» Dataset entries
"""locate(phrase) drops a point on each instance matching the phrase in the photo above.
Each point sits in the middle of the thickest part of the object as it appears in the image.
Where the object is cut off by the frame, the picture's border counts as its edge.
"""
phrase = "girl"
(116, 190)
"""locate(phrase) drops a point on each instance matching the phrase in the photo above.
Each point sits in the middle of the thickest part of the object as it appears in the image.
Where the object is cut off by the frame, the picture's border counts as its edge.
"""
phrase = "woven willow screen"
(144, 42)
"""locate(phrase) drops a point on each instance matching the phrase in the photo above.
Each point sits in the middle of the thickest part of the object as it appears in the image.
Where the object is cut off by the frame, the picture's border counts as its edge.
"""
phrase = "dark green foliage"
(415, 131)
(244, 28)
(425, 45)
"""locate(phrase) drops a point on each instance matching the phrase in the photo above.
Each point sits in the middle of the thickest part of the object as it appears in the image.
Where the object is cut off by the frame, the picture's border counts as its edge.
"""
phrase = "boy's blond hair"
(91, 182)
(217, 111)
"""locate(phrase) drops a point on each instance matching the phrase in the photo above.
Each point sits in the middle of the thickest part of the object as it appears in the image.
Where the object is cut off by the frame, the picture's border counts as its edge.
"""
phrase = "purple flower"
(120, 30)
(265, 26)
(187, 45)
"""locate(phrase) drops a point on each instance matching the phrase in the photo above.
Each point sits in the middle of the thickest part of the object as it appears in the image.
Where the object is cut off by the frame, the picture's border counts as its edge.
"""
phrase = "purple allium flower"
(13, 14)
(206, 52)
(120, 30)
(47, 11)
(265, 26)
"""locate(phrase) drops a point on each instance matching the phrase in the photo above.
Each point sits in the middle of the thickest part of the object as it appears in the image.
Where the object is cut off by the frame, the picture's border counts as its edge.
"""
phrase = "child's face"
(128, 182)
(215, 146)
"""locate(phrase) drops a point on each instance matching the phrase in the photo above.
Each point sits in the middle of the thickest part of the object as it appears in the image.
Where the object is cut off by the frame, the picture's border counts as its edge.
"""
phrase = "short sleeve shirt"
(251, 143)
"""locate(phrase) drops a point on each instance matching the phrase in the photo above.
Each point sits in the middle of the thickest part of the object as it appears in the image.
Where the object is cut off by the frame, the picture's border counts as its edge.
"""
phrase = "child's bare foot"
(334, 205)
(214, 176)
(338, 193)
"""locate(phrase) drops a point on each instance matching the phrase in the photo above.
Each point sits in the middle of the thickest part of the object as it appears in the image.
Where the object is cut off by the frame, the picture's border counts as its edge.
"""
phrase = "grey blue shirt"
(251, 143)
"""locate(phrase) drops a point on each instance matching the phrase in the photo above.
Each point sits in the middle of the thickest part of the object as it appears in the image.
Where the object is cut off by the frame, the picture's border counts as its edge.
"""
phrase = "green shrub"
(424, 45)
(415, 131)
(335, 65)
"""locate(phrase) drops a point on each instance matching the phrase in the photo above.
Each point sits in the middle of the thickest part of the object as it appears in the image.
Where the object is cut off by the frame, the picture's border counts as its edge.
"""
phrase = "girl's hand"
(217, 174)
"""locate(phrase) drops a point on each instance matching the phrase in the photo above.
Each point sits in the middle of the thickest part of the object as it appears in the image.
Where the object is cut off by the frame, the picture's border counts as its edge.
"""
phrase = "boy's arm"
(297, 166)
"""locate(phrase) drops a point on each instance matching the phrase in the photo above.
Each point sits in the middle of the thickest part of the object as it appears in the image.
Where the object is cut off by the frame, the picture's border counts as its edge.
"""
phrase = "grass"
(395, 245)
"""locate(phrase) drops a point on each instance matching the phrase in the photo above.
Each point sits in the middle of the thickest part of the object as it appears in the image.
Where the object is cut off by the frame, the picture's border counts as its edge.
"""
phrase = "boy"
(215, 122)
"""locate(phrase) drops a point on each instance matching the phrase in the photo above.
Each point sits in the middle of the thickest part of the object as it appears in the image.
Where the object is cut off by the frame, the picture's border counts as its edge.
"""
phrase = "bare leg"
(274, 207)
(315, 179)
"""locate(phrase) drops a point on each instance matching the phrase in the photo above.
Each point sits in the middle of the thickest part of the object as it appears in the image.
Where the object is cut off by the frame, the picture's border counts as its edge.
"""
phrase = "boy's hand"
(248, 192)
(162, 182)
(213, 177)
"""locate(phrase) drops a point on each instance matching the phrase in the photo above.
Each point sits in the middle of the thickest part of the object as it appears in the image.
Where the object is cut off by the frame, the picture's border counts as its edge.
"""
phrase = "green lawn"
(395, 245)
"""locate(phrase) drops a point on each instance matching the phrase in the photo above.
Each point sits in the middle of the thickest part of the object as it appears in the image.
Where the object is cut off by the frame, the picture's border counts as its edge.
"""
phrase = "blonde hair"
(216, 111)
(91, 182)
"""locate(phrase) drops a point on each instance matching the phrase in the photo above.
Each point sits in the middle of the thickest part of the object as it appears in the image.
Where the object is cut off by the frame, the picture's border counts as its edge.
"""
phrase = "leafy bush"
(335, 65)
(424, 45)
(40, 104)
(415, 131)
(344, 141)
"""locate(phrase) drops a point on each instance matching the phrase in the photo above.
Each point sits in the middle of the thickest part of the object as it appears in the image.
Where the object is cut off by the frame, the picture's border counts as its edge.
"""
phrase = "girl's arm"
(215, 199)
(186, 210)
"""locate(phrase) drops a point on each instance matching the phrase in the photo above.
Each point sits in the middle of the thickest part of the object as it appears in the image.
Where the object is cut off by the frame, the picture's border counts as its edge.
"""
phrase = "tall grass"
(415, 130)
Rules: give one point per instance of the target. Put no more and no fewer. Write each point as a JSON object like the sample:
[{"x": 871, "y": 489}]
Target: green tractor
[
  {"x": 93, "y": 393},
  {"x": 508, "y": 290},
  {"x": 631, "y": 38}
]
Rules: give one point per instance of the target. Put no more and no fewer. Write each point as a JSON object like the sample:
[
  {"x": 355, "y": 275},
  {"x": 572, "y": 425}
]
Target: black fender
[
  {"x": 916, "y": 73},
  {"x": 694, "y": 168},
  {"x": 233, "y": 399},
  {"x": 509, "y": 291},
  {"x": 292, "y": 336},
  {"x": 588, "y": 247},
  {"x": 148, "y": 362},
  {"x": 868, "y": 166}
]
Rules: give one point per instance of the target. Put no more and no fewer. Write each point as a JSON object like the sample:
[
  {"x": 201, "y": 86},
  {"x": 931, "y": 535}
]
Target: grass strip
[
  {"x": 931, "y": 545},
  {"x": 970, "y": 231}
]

» What the task requires
Once you have read the entries, reproduce each one exactly.

» Answer for this exercise
"""locate(phrase) drops a point on each instance matching the phrase in the photo above.
Each point sits in the middle of the thickest part of the object as it appears in the image.
Where the object is cut off by the frame, the picture's border counts as its edge.
"""
phrase = "girl"
(116, 190)
"""locate(phrase) drops a point on each instance matching the phrase in the photo above.
Each point sits in the middle of the thickest part of the object as it appears in the image.
Where the object is cut off by the frame, the picture's border counts as its edge.
"""
phrase = "woven willow screen"
(144, 42)
"""locate(phrase) drops a point on each instance matching the phrase in the photo above.
Each point sits in the middle of the thickest part of the object as it appears in the image.
Where the object is cut off by the frame, the picture's border counts as its edge.
"""
phrase = "dark green foliage"
(415, 131)
(244, 28)
(425, 45)
"""locate(phrase) drops a point on each instance matching the phrase in the photo above.
Each point sits in the middle of the thickest part of the object as it appears in the image.
Where the object is cut off by the frame, the picture's border counts as its edge.
"""
phrase = "boy's blond hair"
(91, 182)
(217, 111)
"""locate(phrase) drops a point on each instance matching the phrase in the photo above.
Each point sits in the middle of the thickest part of the object as it appears in the image.
Where the object is cut off by the frame, the picture's border counts as its edge.
"""
phrase = "purple flower"
(120, 30)
(265, 26)
(187, 45)
"""locate(phrase) drops a point on each instance matching the phrase in the photo above.
Each point sits in the middle of the thickest part of the object as it appears in the image.
Where the object is cut off by the frame, the picture's border counts as its edge.
"""
phrase = "purple allium flower"
(13, 14)
(206, 52)
(120, 30)
(47, 11)
(265, 26)
"""locate(phrase) drops a point on each instance matching the phrase in the photo above.
Each point sits in the middle of the thickest part of the object as it appears in the image.
Where the object is cut off by the frame, the picture's border counts as its edge.
"""
phrase = "child's face"
(128, 182)
(215, 146)
"""locate(phrase) drops a point on each instance matching the phrase in the photo above.
Each point sits in the middle of the thickest part of the object as it appears in the image.
Where the object is cut off by the frame, the picture's border counts as its edge.
"""
phrase = "short sleeve shirt"
(251, 143)
"""locate(phrase) drops a point on each instance matching the phrase in the photo above.
Each point sits in the middle of the thickest part of the object as it appears in the image.
Where the object is cut off by the frame, the picture's border counts as its edge.
"""
phrase = "child's bare foot"
(334, 205)
(214, 176)
(338, 193)
"""locate(phrase) drops a point on each instance matching the phrase in the photo above.
Each point sits in the middle of the thickest part of the object as it appears in the image.
Where the object is cut off by the frame, the picture's border counts as its edge.
"""
phrase = "grey blue shirt"
(251, 143)
"""locate(phrase) drops a point on each instance matching the phrase in the photo above.
Each point sits in the middle of the thickest part of the object as it appears in the image.
Where the object is cut off by the frame, the picture's border counts as its edge.
"""
phrase = "green shrub"
(424, 45)
(415, 131)
(335, 65)
"""locate(phrase) drops a point on each instance matching the phrase in the photo above.
Each point sits in the middle of the thickest part of the object as it appears in the image.
Where the object is cut off by the frame, the picture's border counts as its edge.
"""
phrase = "girl's hand"
(217, 174)
"""locate(phrase) drops a point on each instance matching the phrase in the photo above.
Each point sits in the middle of the thickest part of the object as it appears in the image.
Where the object is cut off by the frame, the picture's border counts as its edge.
"""
phrase = "boy's arm"
(297, 166)
"""locate(phrase) drops a point on each instance matching the phrase in the photo above.
Each point sits in the middle of the thickest part of the object as it appears in the image.
Where the object is cut off by the frame, the picture's border counts as its edge.
"""
phrase = "grass"
(395, 245)
"""locate(phrase) drops a point on each instance matching the phrase in the photo above.
Each point sits in the middle of the thickest part of the object as it appears in the image.
Where the object is cut off by the frame, the picture's border counts as its edge.
"""
phrase = "boy"
(215, 122)
"""locate(phrase) drops a point on each instance matching the phrase in the photo above.
Each point sits in the middle of the thickest part of the object as it appears in the image.
Where the object is cut off by the frame, the picture's border counts as its edge.
"""
phrase = "bare leg"
(274, 207)
(315, 179)
"""locate(phrase) drops a point on each instance matching the phrase in the photo above.
Each point sits in the middle of the thickest part of the object as it appears in the image.
Where the object is cut off by the frame, the picture's border counts as its edge.
"""
phrase = "boy's hand"
(248, 192)
(162, 182)
(213, 177)
"""locate(phrase) drops a point on each instance matching the phrase in the photo above.
Each point sits in the middle of the thickest part of the object as it appears in the image.
Where the object is cut off by the frame, the picture's border counts as its edge.
"""
phrase = "green lawn"
(395, 245)
"""locate(phrase) drops a point on each instance matching the phrase in the photo above.
Each point sits in the middle of the thickest part of the object as it appears in the image.
Where the object is cut off by the frame, the picture's border counts as its edge.
"""
phrase = "blonde hair"
(216, 111)
(91, 182)
"""locate(phrase) drops a point on each instance matching the phrase in the photo above.
Each point sits in the middle of the thickest part of the object as it appears in the image.
Where the object is cut off by the frame, the picture's border counts as its edge.
"""
phrase = "leafy bush"
(335, 65)
(424, 45)
(40, 104)
(415, 131)
(344, 141)
"""locate(phrase) drops a point on each instance matching the phrase in the photo above.
Each point sits in the middle of the thickest part of the object as it appears in the image.
Where the object is cut off by the frame, the picture's border counts as its edge.
"""
phrase = "girl's arm"
(215, 199)
(186, 210)
"""locate(phrase) drops a point on each instance matching the phrase in the photo above.
Each point sits in the middle of the thickest part of the object as it appears in the image.
Where the object is cut off by the frame, the picture's border counts as its edge.
"""
phrase = "tall grass"
(415, 130)
Rules: give one point per instance of the target. Put no more and no fewer. Write each point as a JSON object like the sample:
[{"x": 871, "y": 489}]
Target: green tractor
[
  {"x": 93, "y": 393},
  {"x": 508, "y": 290},
  {"x": 631, "y": 38}
]
Rules: give one point per instance of the target. Put no more and no fewer. Write each point as a JSON object like the sample:
[
  {"x": 355, "y": 275},
  {"x": 572, "y": 425}
]
Target: black fender
[
  {"x": 916, "y": 73},
  {"x": 694, "y": 168},
  {"x": 233, "y": 399},
  {"x": 509, "y": 291},
  {"x": 292, "y": 336},
  {"x": 588, "y": 247},
  {"x": 148, "y": 362},
  {"x": 868, "y": 166}
]
Rules: give one point per instance of the target. Put no more and no fewer. Write each point as a JSON object like the sample:
[
  {"x": 201, "y": 86},
  {"x": 931, "y": 535}
]
Target: grass strip
[
  {"x": 931, "y": 545},
  {"x": 970, "y": 231}
]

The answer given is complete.